Für Indien und China nahm das Nachtreten aus Europa einfach kein Ende. Wann immer seit der Konferenz in Kopenhagen vom Klimaschutz die Rede war, schimpften die Europäer erst ein wenig auf die Amerikaner – und dann umso mehr auf Indien und China. Die beiden großen Schwellenländer hatten sich bei dem Zusammentreffen der Staaten im vergangenen Dezember gemeinsam einer bindenden langfristigen Vereinbarung widersetzt; und damit die Rettung der Welt verhindert – das war das quasioffizielle europäische Fazit von Kopenhagen.
◆ ◆ ◆ ◆ ◆ ◆ ◆
▶ **ERFORDERLICHE SCHRITTE**:
[A] Übernimm aus den Einträgen unverändert alle Zeilen, beginnend mit der ersten Zeile der Einträge und weiter bis einschließlich der Zeile mit „rough mask: <svg“.
[B] Schreibe den Text über die Klimakonferenz in Kopenhagen im Anschluss an seinen letzten Satz weiter.

Einträge aus einer Datensammlung:
◆ ◆ ◆ ◆ ◆ ◆ ◆
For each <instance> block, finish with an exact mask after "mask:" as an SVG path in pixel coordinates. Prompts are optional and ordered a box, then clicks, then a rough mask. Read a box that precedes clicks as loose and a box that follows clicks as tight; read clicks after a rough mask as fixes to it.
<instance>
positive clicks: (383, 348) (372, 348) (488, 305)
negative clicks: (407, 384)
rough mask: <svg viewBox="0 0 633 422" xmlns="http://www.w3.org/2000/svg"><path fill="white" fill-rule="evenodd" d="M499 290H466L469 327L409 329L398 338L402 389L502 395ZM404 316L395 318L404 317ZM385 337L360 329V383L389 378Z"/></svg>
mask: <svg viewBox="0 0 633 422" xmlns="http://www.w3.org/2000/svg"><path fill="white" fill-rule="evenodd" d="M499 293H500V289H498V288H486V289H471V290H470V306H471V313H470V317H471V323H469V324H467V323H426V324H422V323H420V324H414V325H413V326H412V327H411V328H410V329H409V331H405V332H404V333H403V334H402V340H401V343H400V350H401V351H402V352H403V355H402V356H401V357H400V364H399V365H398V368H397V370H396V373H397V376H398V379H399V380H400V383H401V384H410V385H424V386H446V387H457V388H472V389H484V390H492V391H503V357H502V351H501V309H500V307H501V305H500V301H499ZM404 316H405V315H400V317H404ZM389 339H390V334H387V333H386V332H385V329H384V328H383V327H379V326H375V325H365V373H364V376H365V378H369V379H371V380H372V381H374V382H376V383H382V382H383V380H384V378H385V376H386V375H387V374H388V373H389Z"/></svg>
◆ ◆ ◆ ◆ ◆ ◆ ◆
▶ **ANTWORTTEIL**:
[A]
For each <instance> block, finish with an exact mask after "mask:" as an SVG path in pixel coordinates. Prompts are optional and ordered a box, then clicks, then a rough mask. Read a box that precedes clicks as loose and a box that follows clicks as tight; read clicks after a rough mask as fixes to it.
<instance>
positive clicks: (383, 348) (372, 348) (488, 305)
negative clicks: (407, 384)
rough mask: <svg viewBox="0 0 633 422" xmlns="http://www.w3.org/2000/svg"><path fill="white" fill-rule="evenodd" d="M499 290H466L469 327L409 329L398 338L402 389L502 395ZM404 316L395 318L404 317ZM385 337L360 329V383L389 378Z"/></svg>

[B]
Doch so viel Pessimismus liegt den beiden Volkswirtschaften, die zu den am schnellsten wachsenden Volkswirtschaften der Welt gehören, nicht. Die Freude darüber, dass sie in den vergangenen Jahren gegenüber den westlichen Industrienationen mächtig aufgeholt haben, verdirbt ihnen so schnell keiner. Mehr noch: Im Kreuzfeuer der europäischen Kritik entdecken Indien und China große Gemeinsamkeiten, und zwar nicht als Klimasünder, wie europäische Kritiker vermuten würden – die gern darauf verweisen, dass allein in China in den vergangenen Jahren Hunderte neuer Kohlekraftwerke ans Netz gegangen sind.

Was Inder und Chinesen inzwischen provokativ als „Geist von Kopenhagen“ beschwören, ist mehr als eine politische Retourkutsche. Es ist ein aus der Krise von Kopenhagen geborener Neuanfang: die Vision einer nachhaltigen indisch-chinesischen Klima- und Energiepolitik. Ganz frei von westlichem Druck und dem Glauben an Klimavereinbarungen.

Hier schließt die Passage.